▶ EXERCISE TASK: Copy every item below word for word, leaving out the picture.

++++ EXERCISE DATA ++++

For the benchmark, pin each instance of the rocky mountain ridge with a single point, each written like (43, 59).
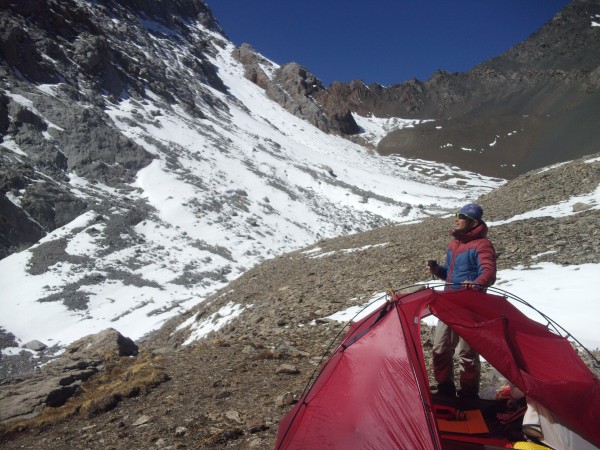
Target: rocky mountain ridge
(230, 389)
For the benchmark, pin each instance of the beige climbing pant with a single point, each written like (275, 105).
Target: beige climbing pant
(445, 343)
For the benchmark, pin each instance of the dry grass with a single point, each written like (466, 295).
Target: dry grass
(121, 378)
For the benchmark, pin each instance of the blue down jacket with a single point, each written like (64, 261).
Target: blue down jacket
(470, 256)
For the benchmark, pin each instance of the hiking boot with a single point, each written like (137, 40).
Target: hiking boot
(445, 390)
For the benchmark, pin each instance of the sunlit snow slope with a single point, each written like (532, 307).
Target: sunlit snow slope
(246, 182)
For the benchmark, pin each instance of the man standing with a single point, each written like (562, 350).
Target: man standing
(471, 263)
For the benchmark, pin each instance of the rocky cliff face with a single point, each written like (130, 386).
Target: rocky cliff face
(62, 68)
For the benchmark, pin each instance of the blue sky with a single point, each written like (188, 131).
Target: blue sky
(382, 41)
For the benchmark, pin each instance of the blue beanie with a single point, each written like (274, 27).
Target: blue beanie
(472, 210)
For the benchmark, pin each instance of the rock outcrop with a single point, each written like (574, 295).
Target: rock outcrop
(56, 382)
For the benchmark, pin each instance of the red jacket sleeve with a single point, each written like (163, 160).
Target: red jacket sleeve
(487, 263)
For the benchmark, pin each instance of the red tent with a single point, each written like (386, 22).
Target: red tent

++++

▶ EXERCISE SOLUTION:
For the benchmark, pin each instance of the rocky mountain ridge with a single point, each written like (43, 59).
Target: rocky mountain ridge
(230, 389)
For the benchmark, pin each instance of the beige climbing pant with a single point, each written like (275, 105).
Target: beige climbing pant
(445, 343)
For the benchmark, pin each instance of the dry grass with a single point, each written like (466, 295).
Target: dry grass
(121, 378)
For the benchmark, pin each instance of the blue down jacket with a single point, each written like (64, 261).
Target: blue down jacket
(470, 256)
For the benchmark, pin each instance of the hiking boot with a single point, each written like (137, 40).
Target: hiking boot
(445, 390)
For the benchmark, pin each instance of the sunlit snow slope with a single point, each written like (532, 307).
Target: sunlit snow slope
(246, 182)
For the benchmark, pin each instance of the man standing with a single point, each written like (562, 350).
Target: man standing
(471, 263)
For the benchmark, pin each instance of the rocky cliff face with a single point, each written like (130, 386).
Target: rocky cliff face
(62, 68)
For the benchmark, pin each instance of the blue sky with a single point, each written like (188, 131).
Target: blue sky
(382, 41)
For the benchmark, pin each instance of the blue beanie with a single point, each written like (274, 27).
Target: blue beanie
(472, 210)
For the benchmark, pin each instance of the rock outcrop with a single point, each written like (574, 295).
Target: rock outcrop
(56, 382)
For the benchmark, pin each instance of the red jacket sleeve with a single point, each written like (163, 160).
Target: red jacket sleeve
(487, 263)
For the benchmark, pin each instance of the red tent with a single point, each written like (386, 22).
Target: red tent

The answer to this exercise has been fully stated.